Text provided
-- -- --
For my dad’s 60th something special needed to happen.
My dad turned sixty this past September, which I guess, is a big deal in that every decade that we get older is somewhat of a big deal. As someone who’s really big on enabling experiences versus giving things, I wanted to do something special. For my dad’s 50th birthday, I’d taken him and my little brother over Rollins Pass; an old railroad grade road that connects Rollinsville, CO, just west of Boulder, to Winter Park, by crossing the Continental Divide. It was a 40-mile trek that we talked about for years afterward, complete with bike-pushing, threats of thunderstorms, and donuts at 7-11 once we made it to Winter Park. As a bonus, afterward, my little brother turned from a video game playing kid to one who rode his bike to school nearly every day.
For my dad’s 60th, I decided to do something similar: The White Rim in Canyonlands National Park. With a shuttle to cut out the pavement and Mineral Bottom road, the route consisted of nearly 80 miles of jeep road cutting through the heart of the National Park. Scott and I set up it up as a three-day trip with the plan to haul all of our water in a BOB trailer.
Photo courtesy of Scott Morris
While this may not seem like a huge trip to many, my dad hadn’t camped in a tent since I turned into a teenager and pretty much ruined any family plans my parents tried to make. He’d wanted to take us kids backpacking for longer than I can remember. I was hoping that this would be my chance to show him my version of backpacking and maybe make up for some of the times that I was less than cooperative growing up. He hadn’t ridden a mountain bike for an extended distance since our Rollins Pass trip ten years ago. In fact, he showed up to Moab with my brother’s old mountain bike saying that he’d taken it into a shop to have a few things adjusted and then rode it for half an hour. His spring semester as a professor had been busy.
-- -- --
Dataset excerpts
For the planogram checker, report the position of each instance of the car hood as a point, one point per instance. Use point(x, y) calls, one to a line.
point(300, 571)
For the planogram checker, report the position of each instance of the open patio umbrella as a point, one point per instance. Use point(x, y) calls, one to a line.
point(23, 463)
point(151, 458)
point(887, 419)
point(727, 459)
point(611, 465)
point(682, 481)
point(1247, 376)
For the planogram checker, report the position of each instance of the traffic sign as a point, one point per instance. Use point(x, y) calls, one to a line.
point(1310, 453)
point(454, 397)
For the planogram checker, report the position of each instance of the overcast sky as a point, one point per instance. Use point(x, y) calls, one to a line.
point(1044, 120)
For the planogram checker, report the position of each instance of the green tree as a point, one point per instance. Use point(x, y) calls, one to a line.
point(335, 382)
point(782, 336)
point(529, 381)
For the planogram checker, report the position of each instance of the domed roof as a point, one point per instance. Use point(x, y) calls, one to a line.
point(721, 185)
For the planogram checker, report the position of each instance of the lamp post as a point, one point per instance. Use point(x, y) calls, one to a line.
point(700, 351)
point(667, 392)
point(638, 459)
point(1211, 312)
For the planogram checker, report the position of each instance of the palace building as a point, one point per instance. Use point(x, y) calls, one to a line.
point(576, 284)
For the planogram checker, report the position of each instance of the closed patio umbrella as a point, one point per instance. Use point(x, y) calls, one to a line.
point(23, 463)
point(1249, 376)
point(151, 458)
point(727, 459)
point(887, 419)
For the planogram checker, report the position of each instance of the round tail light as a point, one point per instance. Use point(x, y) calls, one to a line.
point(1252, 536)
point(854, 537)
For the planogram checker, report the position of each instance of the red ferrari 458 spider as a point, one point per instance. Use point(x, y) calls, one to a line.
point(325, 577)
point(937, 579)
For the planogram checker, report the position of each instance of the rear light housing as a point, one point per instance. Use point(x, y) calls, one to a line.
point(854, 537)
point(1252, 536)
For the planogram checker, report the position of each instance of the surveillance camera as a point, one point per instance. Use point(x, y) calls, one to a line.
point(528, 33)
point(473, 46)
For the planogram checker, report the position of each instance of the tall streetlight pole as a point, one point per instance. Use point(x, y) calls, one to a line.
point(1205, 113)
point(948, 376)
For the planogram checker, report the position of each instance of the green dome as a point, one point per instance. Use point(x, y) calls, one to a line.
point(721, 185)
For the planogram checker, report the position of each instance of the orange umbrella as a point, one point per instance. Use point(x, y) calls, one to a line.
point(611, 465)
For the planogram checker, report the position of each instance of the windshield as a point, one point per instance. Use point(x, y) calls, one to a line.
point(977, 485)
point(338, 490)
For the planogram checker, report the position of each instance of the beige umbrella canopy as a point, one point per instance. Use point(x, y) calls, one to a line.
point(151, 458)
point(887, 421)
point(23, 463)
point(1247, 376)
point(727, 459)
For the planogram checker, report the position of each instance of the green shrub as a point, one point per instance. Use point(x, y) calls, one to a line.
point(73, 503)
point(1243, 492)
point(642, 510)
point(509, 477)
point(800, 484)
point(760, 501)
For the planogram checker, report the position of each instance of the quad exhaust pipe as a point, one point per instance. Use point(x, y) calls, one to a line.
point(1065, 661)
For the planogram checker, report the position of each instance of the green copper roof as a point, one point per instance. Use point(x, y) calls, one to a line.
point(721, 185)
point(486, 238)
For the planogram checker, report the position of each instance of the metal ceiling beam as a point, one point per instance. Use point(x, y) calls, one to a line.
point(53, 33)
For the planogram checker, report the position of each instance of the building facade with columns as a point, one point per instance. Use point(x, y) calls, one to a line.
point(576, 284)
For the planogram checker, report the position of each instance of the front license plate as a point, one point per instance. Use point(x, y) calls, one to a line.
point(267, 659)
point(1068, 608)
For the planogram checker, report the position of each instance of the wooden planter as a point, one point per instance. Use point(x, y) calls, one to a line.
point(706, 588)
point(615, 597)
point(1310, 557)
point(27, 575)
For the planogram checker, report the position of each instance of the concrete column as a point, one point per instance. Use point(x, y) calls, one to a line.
-- -- --
Aim of the exercise
The text about the White Rim birthday ride says the trip may not seem huge to many. In one to three sentences, explain why it was still a big step for the dad.

Task output
He hadn't camped in a tent since the writer became a teenager, and he hadn't ridden a mountain bike for a long distance since the Rollins Pass trip ten years earlier. He also showed up with his son's old bike after riding it for only half an hour, because his spring semester as a professor had been busy.